▶ **Exercise instructions**: Your task is to repeat the records exactly from the line containing "Pointing guideline: for each instance of the player's dark" onward, through the final line.
-- start of Dataset records --
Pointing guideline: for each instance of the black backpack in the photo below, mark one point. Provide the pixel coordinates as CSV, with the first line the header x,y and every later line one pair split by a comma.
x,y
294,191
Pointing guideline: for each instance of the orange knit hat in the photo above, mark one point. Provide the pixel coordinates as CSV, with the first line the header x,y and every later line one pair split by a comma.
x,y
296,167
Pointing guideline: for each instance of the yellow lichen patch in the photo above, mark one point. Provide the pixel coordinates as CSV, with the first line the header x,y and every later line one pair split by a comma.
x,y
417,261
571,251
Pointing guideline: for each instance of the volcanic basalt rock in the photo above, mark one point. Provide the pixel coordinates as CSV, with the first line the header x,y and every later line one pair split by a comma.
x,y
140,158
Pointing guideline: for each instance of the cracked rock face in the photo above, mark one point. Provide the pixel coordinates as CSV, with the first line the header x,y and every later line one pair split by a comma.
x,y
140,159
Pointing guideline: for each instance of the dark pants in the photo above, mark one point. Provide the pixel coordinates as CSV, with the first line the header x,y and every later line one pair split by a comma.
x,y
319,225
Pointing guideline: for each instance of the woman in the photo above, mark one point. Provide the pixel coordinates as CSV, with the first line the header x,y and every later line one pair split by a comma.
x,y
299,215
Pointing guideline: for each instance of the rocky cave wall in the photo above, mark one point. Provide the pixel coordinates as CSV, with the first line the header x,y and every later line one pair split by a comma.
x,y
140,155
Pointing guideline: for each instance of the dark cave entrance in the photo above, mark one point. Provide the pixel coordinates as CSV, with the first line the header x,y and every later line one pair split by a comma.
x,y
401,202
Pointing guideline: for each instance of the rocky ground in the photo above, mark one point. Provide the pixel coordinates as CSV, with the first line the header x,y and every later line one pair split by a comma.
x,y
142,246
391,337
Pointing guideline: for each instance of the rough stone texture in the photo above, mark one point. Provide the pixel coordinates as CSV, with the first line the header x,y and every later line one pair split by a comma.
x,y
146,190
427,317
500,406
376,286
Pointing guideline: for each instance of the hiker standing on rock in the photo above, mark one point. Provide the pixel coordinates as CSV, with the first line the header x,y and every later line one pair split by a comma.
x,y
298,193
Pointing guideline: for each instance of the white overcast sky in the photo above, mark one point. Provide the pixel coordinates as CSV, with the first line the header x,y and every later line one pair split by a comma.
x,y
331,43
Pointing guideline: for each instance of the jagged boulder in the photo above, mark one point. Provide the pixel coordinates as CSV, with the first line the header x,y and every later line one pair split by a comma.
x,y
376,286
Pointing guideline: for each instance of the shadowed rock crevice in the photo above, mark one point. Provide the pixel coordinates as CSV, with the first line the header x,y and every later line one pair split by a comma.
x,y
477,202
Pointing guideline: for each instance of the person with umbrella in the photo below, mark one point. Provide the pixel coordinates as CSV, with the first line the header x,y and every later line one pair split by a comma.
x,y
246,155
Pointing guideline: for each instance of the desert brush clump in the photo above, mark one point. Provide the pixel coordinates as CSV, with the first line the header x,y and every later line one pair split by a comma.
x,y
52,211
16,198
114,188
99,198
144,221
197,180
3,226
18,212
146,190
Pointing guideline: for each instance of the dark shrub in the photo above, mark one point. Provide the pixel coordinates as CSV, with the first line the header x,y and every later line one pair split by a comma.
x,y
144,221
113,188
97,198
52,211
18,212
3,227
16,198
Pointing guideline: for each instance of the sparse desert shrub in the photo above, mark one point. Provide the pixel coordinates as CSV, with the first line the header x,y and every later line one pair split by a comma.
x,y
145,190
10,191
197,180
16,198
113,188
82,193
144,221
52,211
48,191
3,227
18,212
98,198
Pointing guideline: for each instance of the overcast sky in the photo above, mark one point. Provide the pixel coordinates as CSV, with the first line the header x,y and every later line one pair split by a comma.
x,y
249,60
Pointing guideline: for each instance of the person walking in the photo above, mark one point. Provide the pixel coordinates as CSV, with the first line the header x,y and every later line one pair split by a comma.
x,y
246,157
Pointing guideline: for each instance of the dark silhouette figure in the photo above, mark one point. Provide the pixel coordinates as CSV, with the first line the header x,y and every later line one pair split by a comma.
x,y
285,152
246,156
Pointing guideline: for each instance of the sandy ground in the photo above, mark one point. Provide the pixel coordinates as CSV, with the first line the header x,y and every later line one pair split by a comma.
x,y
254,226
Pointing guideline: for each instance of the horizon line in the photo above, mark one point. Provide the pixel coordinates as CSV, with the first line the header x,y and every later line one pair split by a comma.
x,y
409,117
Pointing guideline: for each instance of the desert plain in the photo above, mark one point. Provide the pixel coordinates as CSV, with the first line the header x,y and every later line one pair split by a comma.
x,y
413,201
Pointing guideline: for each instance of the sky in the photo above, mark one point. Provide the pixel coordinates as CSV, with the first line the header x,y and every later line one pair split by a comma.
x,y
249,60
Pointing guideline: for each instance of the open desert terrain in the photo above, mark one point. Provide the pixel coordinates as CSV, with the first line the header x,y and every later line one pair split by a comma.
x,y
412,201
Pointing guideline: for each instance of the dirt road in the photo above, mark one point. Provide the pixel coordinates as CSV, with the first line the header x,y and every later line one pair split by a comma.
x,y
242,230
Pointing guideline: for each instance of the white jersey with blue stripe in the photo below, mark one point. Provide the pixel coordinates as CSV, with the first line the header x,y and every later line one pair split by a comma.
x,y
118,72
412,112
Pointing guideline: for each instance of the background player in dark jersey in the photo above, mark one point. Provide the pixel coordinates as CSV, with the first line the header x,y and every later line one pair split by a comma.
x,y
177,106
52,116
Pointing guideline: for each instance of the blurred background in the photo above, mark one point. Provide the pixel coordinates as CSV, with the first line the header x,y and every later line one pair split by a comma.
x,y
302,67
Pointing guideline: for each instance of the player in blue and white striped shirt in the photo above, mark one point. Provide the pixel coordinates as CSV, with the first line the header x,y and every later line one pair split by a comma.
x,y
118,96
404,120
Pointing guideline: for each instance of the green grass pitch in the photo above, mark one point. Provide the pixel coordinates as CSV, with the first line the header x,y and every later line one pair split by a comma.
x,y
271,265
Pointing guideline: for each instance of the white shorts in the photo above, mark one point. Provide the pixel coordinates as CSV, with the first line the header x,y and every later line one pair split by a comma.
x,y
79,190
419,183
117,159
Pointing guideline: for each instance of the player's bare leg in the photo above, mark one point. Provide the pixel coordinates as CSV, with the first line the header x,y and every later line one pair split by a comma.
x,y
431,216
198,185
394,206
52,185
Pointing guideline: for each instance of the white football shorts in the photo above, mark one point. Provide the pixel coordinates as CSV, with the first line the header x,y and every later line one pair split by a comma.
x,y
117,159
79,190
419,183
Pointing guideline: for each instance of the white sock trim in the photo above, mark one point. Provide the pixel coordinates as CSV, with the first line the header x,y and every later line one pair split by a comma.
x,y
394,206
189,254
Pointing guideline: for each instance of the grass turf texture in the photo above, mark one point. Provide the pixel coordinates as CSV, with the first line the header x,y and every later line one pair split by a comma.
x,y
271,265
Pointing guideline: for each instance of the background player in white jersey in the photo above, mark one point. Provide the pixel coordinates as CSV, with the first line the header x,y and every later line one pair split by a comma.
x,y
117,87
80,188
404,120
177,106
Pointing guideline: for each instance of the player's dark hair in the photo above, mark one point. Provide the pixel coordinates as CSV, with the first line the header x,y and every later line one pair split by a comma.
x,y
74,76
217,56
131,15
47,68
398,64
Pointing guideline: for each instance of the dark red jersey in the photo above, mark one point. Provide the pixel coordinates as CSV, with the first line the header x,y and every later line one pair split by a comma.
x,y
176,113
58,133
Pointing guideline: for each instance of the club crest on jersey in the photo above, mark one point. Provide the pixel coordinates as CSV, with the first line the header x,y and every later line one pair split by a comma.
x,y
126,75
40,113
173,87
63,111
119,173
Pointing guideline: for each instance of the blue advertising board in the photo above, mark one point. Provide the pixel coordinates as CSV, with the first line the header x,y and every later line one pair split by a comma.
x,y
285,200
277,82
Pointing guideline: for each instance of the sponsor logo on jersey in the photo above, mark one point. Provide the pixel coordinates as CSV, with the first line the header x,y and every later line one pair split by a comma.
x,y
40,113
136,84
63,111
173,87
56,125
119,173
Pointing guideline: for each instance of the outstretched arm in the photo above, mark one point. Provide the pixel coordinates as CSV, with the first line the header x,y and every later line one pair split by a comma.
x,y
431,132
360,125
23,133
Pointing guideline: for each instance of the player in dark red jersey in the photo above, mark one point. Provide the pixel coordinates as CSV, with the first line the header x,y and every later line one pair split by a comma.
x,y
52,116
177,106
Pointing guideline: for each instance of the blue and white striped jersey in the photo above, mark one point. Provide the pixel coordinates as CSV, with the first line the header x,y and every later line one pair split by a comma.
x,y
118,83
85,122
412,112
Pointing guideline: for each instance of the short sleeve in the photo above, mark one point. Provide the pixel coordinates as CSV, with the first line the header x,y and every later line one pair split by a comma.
-- end of Dataset records --
▶ **Full solution**:
Pointing guideline: for each instance of the player's dark hair in the photo above, mark one point. Provide the pixel coordinates as CSV, with the first line the header x,y and every later line one pair split by a comma.
x,y
74,76
217,56
131,15
47,68
398,64
Pointing guideline: for each instance of the dark red jersey in the photo above, mark one point. Provide the pixel coordinates as CSV, with the first line the header x,y and every later line one pair split by a comma.
x,y
176,113
58,133
Pointing guideline: for each instance of the club crest on jersey in the photo above, mark one point. Provide the pixel coordinates as CSV, with the first line the header x,y and every later line one pair split by a comma.
x,y
126,75
40,113
173,87
63,111
119,173
Pointing guideline: for each instance of the blue advertising board in the photo above, mark one point. Provide the pixel coordinates as CSV, with the first line the header x,y and every later line one pair split by a comma.
x,y
285,200
277,82
Pointing guideline: for each instance of the sponsor logo on jersey in the photo above, mark one point. Provide the pixel coordinates as CSV, with the first line the header x,y and every later line one pair split by a comma.
x,y
40,113
136,84
63,111
173,87
56,125
119,173
Pointing guideline: for each instance of the outstretched arm in the photo above, mark one point. Provide the pixel coordinates as CSV, with the first line the header x,y and every later line one pair split by a comma.
x,y
431,132
360,125
23,133
Pointing guideline: for each instance of the player in dark red jersey in the photo above, mark one point. Provide the pixel coordinates as CSV, with the first line the header x,y and every later line one pair split by a comma.
x,y
52,116
177,106
Pointing guideline: for each instance of the blue and white striped jersey in the photo above, mark one point. Provide the pixel coordinates as CSV, with the first line the header x,y and every later line one pair split by a comma.
x,y
118,83
85,122
412,112
Pointing guideline: for each instance of the short sleeve in the photo above, mark one point. Provide the pixel coordinates as CSV, with the first line the header x,y and every later line one pair split by a comma.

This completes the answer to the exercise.